Start of Block
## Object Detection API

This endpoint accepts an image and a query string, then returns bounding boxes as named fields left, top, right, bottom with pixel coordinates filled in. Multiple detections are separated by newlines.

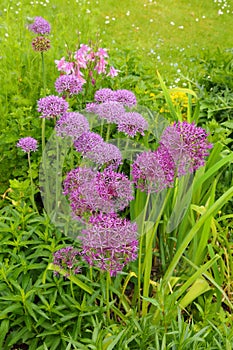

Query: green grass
left=1, top=0, right=233, bottom=78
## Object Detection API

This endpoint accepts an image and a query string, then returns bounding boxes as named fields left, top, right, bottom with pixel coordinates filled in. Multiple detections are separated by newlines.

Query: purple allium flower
left=132, top=146, right=175, bottom=193
left=113, top=89, right=137, bottom=108
left=80, top=213, right=138, bottom=276
left=85, top=142, right=122, bottom=168
left=85, top=102, right=99, bottom=114
left=55, top=74, right=83, bottom=96
left=37, top=95, right=69, bottom=119
left=94, top=168, right=134, bottom=211
left=55, top=112, right=89, bottom=140
left=117, top=112, right=149, bottom=137
left=74, top=131, right=104, bottom=153
left=159, top=121, right=212, bottom=176
left=17, top=137, right=38, bottom=153
left=28, top=16, right=51, bottom=35
left=95, top=101, right=125, bottom=123
left=53, top=246, right=81, bottom=276
left=63, top=167, right=98, bottom=219
left=63, top=166, right=133, bottom=219
left=31, top=36, right=51, bottom=52
left=94, top=88, right=115, bottom=102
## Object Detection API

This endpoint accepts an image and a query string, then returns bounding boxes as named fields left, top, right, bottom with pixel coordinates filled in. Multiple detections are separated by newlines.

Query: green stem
left=137, top=192, right=150, bottom=314
left=28, top=152, right=38, bottom=213
left=106, top=271, right=111, bottom=322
End of Block
**Assigned task**
Quote the material exactly. Pictures stay out.

**Response area**
## Object Detection API

This endpoint accepts an image and a query string, then returns bounding boxes as named fields left, top, right, bottom with pixel coordinates filled in. Multiple detections are separated by newlines.


Query: green grass
left=1, top=0, right=233, bottom=78
## Object Detection API

This endpoint accepts an image and a query string, then returns bounding boxes as named fields left, top, right, bottom with pixel coordinates filled in. Multiple detections are separated by newlines.

Query: purple allium flower
left=132, top=146, right=175, bottom=193
left=113, top=89, right=137, bottom=108
left=80, top=213, right=138, bottom=276
left=85, top=142, right=122, bottom=168
left=85, top=102, right=99, bottom=114
left=55, top=74, right=83, bottom=96
left=37, top=95, right=69, bottom=119
left=94, top=168, right=134, bottom=211
left=55, top=112, right=89, bottom=140
left=117, top=112, right=149, bottom=137
left=74, top=131, right=104, bottom=153
left=159, top=121, right=212, bottom=176
left=17, top=137, right=38, bottom=153
left=28, top=16, right=51, bottom=35
left=95, top=101, right=125, bottom=123
left=53, top=246, right=81, bottom=276
left=63, top=167, right=98, bottom=219
left=63, top=166, right=133, bottom=219
left=31, top=36, right=51, bottom=52
left=94, top=88, right=115, bottom=102
## Object Detection API

This endpoint accepts an image and a query string, then returns bounding boxes as named fields left, top, right, bottom with pixel coordinates filled in. Multiple detections are separated by newlines.

Query: green stem
left=137, top=192, right=150, bottom=314
left=28, top=152, right=38, bottom=213
left=106, top=271, right=111, bottom=322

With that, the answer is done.